• **WHAT TO DO**:
I would like the records restated word for word, without the pictures.

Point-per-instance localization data
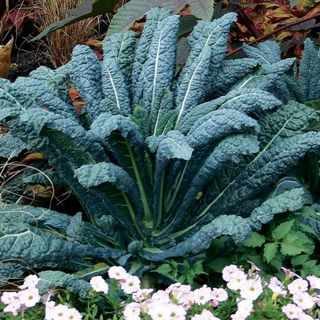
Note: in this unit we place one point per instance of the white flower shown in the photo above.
(202, 295)
(228, 271)
(244, 308)
(130, 284)
(49, 307)
(9, 297)
(298, 285)
(204, 315)
(219, 294)
(276, 286)
(30, 282)
(141, 295)
(237, 280)
(181, 293)
(118, 273)
(292, 311)
(303, 300)
(99, 285)
(29, 297)
(251, 290)
(132, 311)
(159, 311)
(314, 282)
(303, 316)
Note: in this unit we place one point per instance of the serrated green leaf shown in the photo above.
(282, 230)
(164, 269)
(218, 264)
(202, 9)
(255, 240)
(296, 242)
(136, 9)
(299, 260)
(270, 250)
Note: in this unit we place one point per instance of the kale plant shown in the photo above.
(161, 164)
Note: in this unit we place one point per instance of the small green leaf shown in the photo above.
(255, 240)
(164, 269)
(270, 250)
(295, 243)
(299, 260)
(282, 230)
(217, 264)
(277, 261)
(198, 268)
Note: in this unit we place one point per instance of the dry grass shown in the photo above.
(59, 44)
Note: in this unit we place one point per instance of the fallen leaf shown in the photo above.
(5, 56)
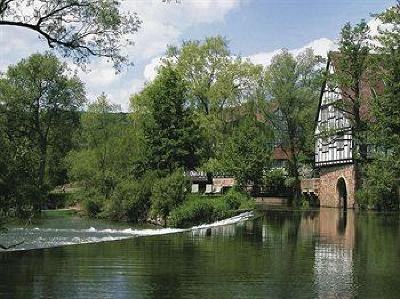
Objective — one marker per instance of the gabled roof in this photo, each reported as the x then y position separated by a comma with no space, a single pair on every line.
368,86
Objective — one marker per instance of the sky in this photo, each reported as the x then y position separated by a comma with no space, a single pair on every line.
255,29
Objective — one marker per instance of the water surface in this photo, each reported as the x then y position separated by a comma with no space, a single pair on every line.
276,254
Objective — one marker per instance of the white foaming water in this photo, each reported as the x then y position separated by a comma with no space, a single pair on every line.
54,237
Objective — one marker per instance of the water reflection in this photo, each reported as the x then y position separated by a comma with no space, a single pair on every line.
324,253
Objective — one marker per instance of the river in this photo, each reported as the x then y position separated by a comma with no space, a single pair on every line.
276,253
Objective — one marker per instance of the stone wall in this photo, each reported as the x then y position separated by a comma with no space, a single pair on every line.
328,192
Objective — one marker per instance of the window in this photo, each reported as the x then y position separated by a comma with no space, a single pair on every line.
324,114
340,145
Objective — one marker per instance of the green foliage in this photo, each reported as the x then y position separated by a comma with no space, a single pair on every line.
93,205
94,28
293,85
381,186
215,82
105,153
39,104
171,135
131,200
245,154
202,209
169,192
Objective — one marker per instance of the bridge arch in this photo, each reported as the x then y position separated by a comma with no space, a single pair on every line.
341,190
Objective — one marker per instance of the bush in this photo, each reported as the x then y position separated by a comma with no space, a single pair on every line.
168,193
380,189
131,200
93,206
202,209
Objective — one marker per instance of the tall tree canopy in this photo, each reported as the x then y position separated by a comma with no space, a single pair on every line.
172,136
350,78
76,28
39,102
216,80
292,87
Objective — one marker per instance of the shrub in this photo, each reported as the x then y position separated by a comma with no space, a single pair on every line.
380,188
93,206
131,199
168,193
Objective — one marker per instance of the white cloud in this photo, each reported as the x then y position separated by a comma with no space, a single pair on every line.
151,69
320,47
163,23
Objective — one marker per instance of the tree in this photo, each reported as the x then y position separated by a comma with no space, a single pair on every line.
39,101
216,80
168,192
172,136
380,186
292,89
76,28
95,162
386,104
245,154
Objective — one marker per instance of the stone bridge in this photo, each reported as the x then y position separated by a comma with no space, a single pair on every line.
334,188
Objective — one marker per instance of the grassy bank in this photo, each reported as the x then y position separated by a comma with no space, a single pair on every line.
199,209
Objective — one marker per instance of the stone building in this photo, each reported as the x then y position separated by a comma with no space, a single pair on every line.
334,142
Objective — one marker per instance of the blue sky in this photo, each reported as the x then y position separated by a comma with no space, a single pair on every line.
255,28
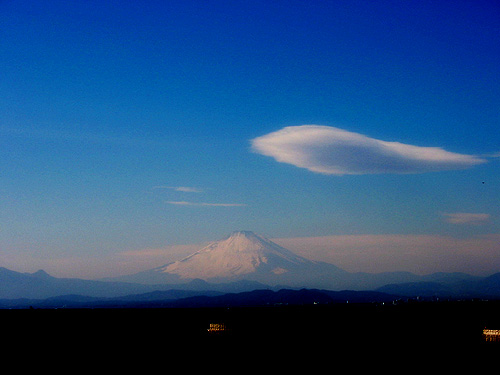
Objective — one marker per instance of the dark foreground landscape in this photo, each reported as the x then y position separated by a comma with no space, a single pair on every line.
375,326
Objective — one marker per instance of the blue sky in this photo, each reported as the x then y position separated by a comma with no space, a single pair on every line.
127,125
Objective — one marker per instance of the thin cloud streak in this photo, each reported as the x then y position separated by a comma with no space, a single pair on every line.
333,151
203,204
466,218
184,189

• **SOLUTION**:
Note: in this unit we place one point per instance of the white flower shown in the photo above.
(202, 295)
(228, 271)
(244, 308)
(130, 284)
(49, 307)
(9, 297)
(298, 285)
(204, 315)
(219, 294)
(276, 286)
(30, 282)
(141, 295)
(237, 280)
(181, 293)
(118, 273)
(292, 311)
(303, 300)
(99, 285)
(29, 297)
(251, 290)
(132, 311)
(159, 311)
(314, 282)
(303, 316)
Note: in this unit we place one point per instance of the serrated green leaf shown in the photo above.
(282, 230)
(164, 269)
(218, 264)
(202, 9)
(255, 240)
(296, 242)
(136, 9)
(299, 260)
(270, 250)
Note: in this unit we place one point per instance of the kale plant shown in the photo above.
(161, 164)
Note: in this unit we place one point per instance of the small green leaf shown in the photo above.
(255, 240)
(164, 269)
(270, 250)
(295, 243)
(299, 260)
(282, 230)
(217, 264)
(277, 261)
(198, 268)
Note: in this unit we place one point per instance of the dry grass shown in the photo above.
(59, 44)
Note: in this unit we place one point per instance of the fallen leaf shown in the photo above.
(5, 56)
Objective — one marker per instance of the gabled roof in this photo, each reported as the x then y position separated by a comma with no space, a single pair on every line.
368,86
Objective — one marker per instance of the sky in this photo, each reported as the x then y position separated by a comma with no space, a single pair on every line.
255,29
Objective — one marker per instance of the water surface in this photo, each reported as the x then y position separated by a comma with no space, a single pair on every line.
276,254
Objective — one marker per instance of the white foaming water in this photo, each reported as the x then y position separated by a comma with no space, a single pair on every line.
54,237
Objective — one marker per instance of the water reflection in this photo, each reported as the x then y position separated by a comma with no space, a single pair on every line.
324,253
Objective — one marker per instance of the river in this photo, each reported as the x then y position separated by a comma with no space, a single pair on every line.
276,253
Objective — one marker per instance of the stone wall in this photo, each reported as the x then y position separated by a comma with no space, a single pair on every line.
328,192
Objective — one marker per instance of the window in this photo, each reported as the x then y position separated by a comma with no space, a single pair on every line.
324,114
340,145
Objective — one marker per instance of the green foliage in this photo, each reported as the x then y position separated by a comma with no space, a single pair on every line.
93,205
94,28
293,85
381,186
215,82
105,153
39,104
171,135
131,200
245,154
202,209
169,192
Objective — one marker per instance of the bridge arch in this photo, each reported as the x then y position separated by a comma with no space, a single pair on every line.
341,190
Objective — one marker per instance of the bush in this photo, each reported as the x then y position separated by a comma with no space, a single pair on every line.
168,193
380,189
131,200
93,206
202,209
Objective — one marker per instance of the tall tree canopy in this photo, each reported as the x then y position separated by a comma with no space, a single pair on every line.
172,136
350,78
76,28
39,102
216,80
292,87
Objective — one marker per instance of the shrub in this photo, each reported as the x then y position separated by a comma with no space, a single pair on every line.
380,188
93,206
131,199
168,193
Objective — one marker per instance of the white cloud in this photo, each reported as the x then y position separated by a comma with no space, a single pair on every line.
151,69
320,47
163,23
Objective — one marker per instance of the tree in this photo, each reported as the x then y position separated by a comma with no space, a single pair on every line.
39,101
216,80
168,192
172,136
380,186
292,89
76,28
95,162
386,104
245,154
Objective — one marker per instance of the stone bridge in this photo, each reported as the x then y position separated by a comma with no space, a single pair on every line.
334,188
Objective — one marker per instance of the grassy bank in this photo, each reported as the x then y position separated by a comma with no space, a single pair on every line.
199,209
Objective — one marker per instance of the stone building in this photo, each reported as the x then y position separated by a comma with no space, a single pair on every line.
334,142
Objective — one marker per instance of the blue sky in this photo, each reported as the x then y position separated by a comma with no space, a single pair on every line.
255,28
Objective — one marker per instance of the dark foreground landscape in this photo, each reported as the x then y position separated by a comma with no space, a single pair on every line.
375,326
Objective — one marker per instance of the blue sky in this photo, each reported as the x then y position separated by a comma with no space, a single pair on every line.
127,125
Objective — one marker per instance of the thin cloud streak in this photo, each reported as the x then y position separated by a comma with no space, a single pair on every line.
333,151
203,204
466,218
184,189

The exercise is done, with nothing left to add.